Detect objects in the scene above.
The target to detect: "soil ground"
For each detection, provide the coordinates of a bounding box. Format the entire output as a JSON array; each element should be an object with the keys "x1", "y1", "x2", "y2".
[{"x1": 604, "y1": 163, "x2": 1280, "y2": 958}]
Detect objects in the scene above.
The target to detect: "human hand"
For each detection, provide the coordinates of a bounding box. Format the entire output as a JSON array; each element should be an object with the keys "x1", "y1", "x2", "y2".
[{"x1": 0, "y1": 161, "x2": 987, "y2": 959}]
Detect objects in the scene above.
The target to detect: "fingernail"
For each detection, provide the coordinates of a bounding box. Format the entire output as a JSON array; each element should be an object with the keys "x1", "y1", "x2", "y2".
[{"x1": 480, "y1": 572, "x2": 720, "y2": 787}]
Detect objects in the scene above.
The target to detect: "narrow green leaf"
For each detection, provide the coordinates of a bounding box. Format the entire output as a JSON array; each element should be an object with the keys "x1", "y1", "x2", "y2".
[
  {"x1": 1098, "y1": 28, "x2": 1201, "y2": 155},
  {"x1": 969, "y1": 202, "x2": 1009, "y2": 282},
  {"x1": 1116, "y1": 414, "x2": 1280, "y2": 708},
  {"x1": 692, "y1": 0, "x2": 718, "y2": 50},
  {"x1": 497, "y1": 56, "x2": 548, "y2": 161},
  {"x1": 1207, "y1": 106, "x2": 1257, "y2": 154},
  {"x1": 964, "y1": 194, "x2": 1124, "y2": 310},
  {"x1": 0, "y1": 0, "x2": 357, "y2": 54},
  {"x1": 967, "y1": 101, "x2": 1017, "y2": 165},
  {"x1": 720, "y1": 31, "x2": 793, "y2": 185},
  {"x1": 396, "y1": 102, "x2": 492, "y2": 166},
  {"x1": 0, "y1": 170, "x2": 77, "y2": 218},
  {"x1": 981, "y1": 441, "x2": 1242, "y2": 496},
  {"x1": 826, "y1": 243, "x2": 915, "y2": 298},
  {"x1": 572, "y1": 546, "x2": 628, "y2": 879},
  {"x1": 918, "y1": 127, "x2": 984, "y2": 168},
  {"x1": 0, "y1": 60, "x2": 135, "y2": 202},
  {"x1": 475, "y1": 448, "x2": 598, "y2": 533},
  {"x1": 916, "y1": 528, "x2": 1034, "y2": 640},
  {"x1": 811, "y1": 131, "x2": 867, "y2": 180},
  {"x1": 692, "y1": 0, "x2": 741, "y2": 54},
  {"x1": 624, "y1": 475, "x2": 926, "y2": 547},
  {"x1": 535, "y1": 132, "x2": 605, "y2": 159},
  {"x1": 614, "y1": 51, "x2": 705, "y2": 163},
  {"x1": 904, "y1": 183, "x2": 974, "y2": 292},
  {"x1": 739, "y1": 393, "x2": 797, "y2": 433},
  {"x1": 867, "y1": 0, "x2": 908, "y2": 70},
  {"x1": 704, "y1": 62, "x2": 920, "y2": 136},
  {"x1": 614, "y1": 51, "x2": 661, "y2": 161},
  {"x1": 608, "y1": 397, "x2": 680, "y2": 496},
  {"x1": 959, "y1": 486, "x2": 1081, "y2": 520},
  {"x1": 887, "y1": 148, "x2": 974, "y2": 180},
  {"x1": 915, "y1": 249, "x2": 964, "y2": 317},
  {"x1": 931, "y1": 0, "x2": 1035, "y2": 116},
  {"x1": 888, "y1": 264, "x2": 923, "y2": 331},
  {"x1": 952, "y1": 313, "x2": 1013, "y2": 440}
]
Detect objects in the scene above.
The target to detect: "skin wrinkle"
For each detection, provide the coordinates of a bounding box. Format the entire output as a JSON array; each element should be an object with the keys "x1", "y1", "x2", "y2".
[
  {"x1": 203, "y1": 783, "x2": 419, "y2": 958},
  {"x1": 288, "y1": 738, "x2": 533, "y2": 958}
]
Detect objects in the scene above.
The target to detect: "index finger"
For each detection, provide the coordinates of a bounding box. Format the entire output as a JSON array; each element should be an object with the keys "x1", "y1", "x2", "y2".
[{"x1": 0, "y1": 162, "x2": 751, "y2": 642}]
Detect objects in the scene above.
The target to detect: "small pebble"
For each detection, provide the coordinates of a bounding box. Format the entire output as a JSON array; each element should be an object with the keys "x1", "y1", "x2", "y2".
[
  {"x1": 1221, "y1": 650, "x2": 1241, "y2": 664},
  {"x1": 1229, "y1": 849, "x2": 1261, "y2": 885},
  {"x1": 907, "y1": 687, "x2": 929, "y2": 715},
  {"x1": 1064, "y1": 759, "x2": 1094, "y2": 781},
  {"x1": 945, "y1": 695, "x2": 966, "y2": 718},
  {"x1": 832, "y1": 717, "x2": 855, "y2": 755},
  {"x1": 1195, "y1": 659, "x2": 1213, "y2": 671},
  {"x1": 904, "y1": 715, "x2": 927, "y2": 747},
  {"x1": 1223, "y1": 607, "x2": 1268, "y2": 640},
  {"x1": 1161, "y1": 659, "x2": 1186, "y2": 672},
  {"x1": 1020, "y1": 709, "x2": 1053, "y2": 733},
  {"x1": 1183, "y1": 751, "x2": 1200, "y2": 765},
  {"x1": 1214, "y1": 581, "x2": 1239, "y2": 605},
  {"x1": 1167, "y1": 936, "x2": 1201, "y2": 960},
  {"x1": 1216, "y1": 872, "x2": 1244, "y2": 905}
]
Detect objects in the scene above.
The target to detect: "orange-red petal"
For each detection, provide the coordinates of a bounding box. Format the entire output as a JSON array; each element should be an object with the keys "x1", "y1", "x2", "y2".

----------

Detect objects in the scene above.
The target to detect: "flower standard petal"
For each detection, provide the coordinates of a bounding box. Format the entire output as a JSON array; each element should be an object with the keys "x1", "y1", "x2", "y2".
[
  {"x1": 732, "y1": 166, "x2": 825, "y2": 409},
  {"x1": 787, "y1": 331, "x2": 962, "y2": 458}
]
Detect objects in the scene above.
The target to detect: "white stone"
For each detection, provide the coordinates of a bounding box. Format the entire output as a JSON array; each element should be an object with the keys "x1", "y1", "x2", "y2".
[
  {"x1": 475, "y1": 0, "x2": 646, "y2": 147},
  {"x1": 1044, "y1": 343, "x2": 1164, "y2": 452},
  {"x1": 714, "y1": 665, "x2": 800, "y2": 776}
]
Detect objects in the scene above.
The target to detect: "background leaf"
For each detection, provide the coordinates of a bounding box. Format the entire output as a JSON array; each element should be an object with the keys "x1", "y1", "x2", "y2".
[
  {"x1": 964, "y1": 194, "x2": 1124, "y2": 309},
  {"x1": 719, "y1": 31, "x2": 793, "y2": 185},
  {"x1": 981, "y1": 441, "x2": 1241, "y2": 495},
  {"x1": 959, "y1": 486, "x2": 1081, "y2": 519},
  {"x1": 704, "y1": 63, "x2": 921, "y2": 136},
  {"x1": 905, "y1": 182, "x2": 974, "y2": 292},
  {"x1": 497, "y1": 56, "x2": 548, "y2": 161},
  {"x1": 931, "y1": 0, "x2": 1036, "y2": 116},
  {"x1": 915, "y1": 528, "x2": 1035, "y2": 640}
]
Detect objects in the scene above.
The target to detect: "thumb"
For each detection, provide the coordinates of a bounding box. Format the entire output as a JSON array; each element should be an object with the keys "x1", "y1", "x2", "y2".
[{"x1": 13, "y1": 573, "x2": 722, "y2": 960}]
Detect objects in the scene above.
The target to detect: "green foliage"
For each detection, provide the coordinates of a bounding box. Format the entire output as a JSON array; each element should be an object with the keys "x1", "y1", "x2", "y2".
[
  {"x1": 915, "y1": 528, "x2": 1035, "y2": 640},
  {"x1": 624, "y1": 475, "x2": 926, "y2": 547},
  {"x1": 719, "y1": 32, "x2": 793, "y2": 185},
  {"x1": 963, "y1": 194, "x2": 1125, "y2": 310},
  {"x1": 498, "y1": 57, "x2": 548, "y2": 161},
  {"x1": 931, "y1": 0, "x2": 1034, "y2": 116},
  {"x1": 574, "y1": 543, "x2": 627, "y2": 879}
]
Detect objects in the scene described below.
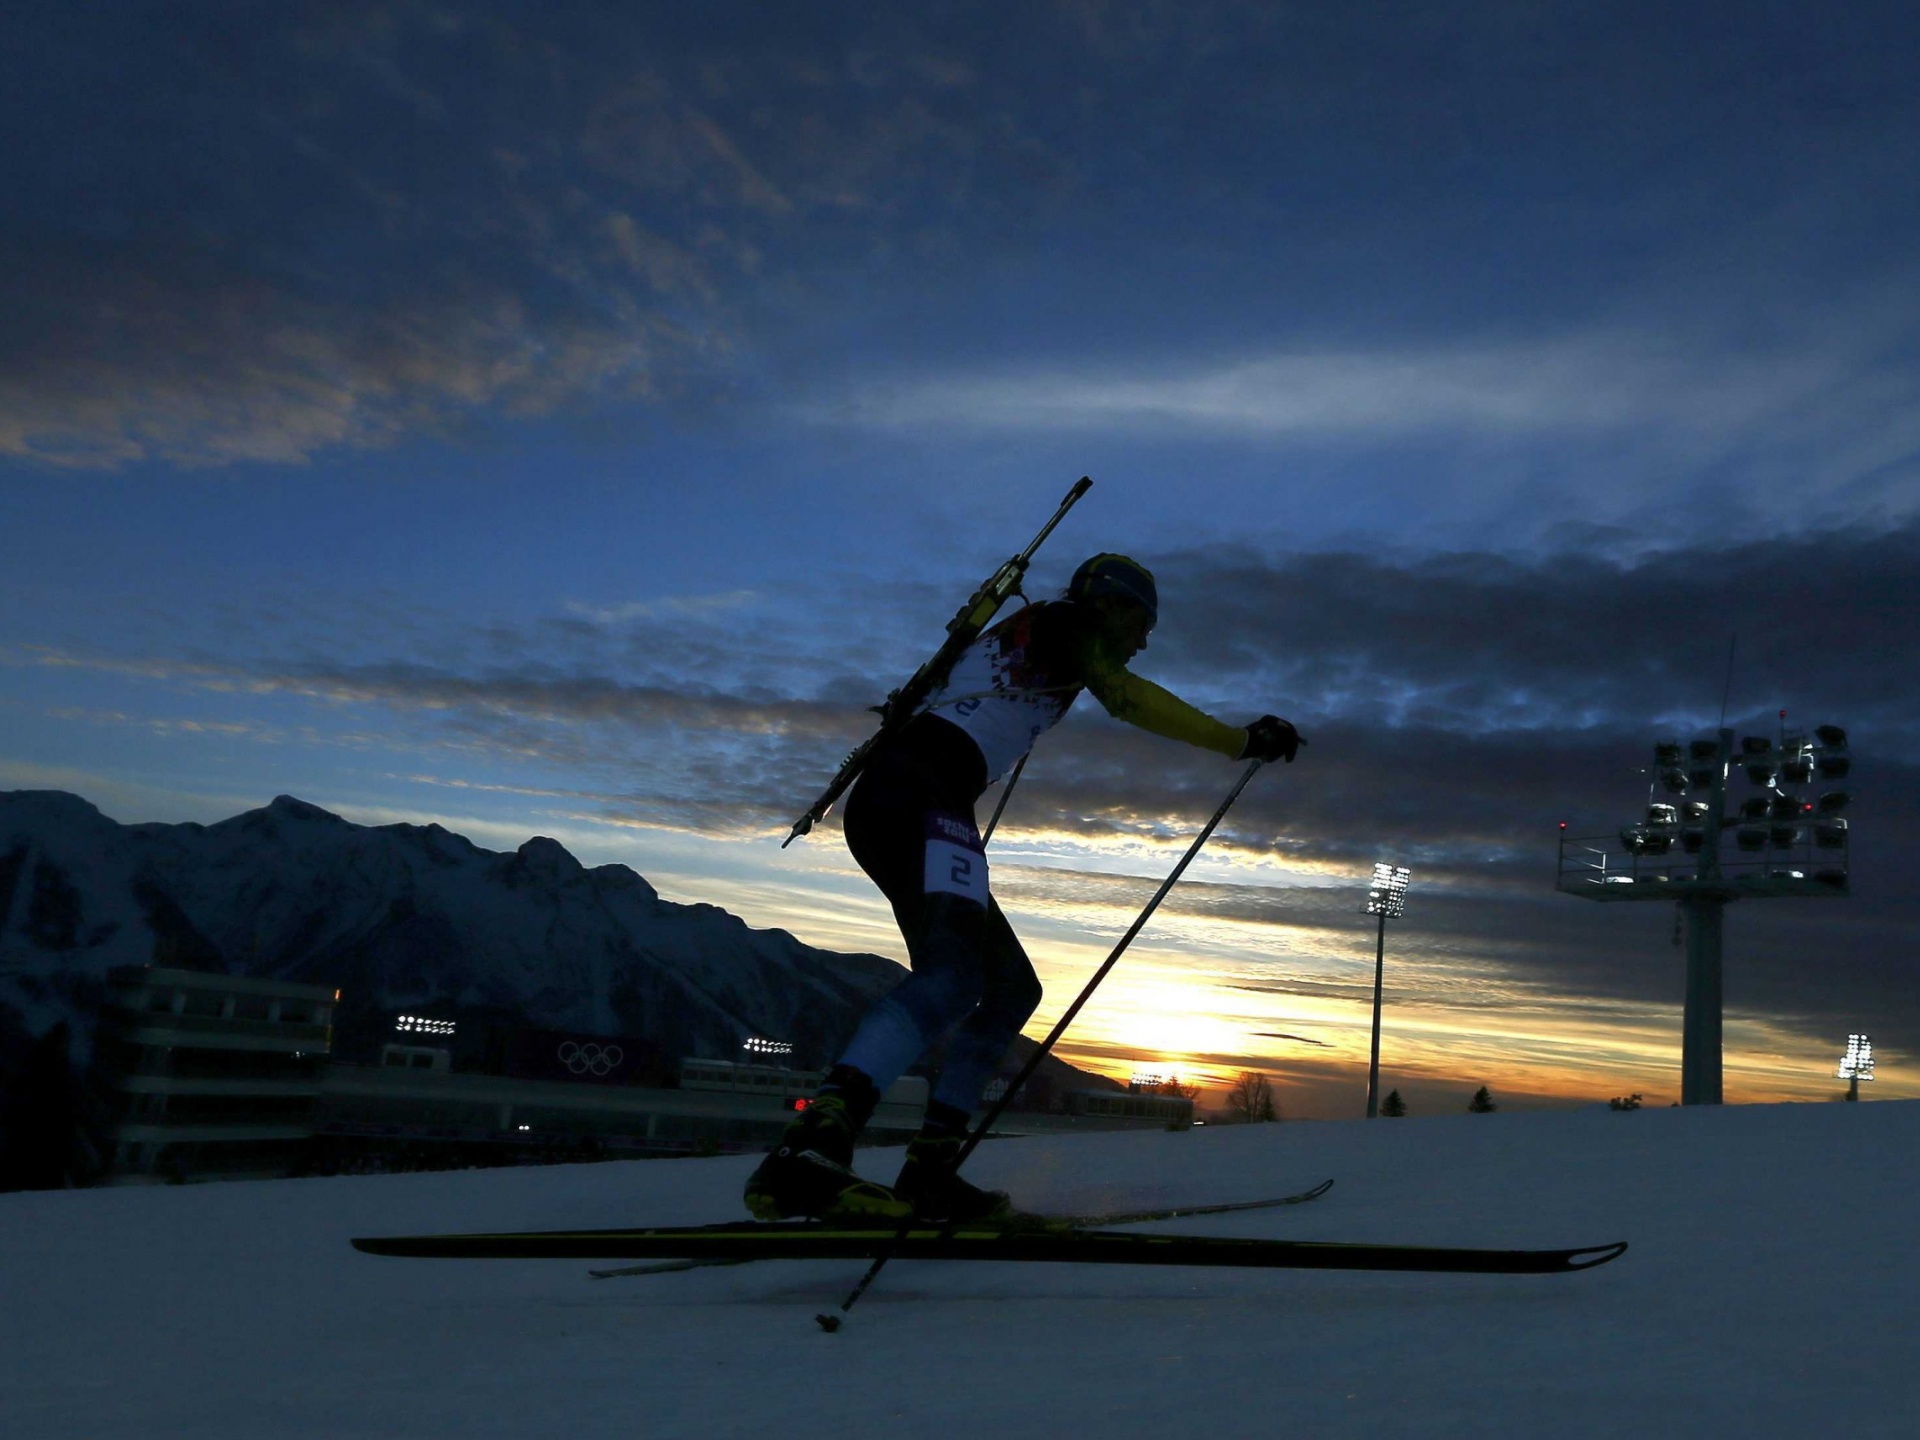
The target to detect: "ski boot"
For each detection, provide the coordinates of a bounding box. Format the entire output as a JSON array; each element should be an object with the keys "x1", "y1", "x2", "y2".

----------

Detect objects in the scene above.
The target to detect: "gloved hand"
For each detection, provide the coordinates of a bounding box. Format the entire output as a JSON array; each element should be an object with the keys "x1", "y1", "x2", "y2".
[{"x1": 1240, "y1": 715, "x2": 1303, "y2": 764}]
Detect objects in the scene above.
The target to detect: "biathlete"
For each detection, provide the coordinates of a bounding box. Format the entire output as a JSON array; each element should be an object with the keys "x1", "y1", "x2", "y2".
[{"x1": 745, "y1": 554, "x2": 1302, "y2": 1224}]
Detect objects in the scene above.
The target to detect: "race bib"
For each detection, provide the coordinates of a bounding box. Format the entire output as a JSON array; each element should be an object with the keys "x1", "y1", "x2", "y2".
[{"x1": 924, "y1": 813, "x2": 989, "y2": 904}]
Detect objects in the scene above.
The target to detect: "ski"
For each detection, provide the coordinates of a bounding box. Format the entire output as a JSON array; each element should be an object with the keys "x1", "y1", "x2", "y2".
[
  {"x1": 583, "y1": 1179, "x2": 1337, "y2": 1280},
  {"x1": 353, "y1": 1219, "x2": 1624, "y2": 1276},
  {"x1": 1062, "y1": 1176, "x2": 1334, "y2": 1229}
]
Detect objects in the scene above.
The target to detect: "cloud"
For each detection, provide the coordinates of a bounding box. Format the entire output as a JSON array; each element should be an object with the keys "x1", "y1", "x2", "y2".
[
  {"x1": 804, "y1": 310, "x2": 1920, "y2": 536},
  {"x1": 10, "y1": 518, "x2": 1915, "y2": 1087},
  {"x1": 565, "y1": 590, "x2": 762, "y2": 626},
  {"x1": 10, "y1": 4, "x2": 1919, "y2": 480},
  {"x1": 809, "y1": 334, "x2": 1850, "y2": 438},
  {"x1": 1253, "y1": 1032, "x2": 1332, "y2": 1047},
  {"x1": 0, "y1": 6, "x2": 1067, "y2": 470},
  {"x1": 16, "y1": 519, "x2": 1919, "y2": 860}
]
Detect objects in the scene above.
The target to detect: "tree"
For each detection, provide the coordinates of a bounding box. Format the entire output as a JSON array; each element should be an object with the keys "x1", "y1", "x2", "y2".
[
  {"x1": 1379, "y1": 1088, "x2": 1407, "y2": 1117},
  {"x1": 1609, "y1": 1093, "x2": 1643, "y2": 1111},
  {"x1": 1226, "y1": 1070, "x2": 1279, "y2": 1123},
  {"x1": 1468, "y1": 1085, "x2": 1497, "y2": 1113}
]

----------

Scan the records for the word "hand" and copy every line where it is found.

**SOLUTION TO THIS EXERCISE**:
The target to detect: "human hand"
The target to detect: "gloved hand"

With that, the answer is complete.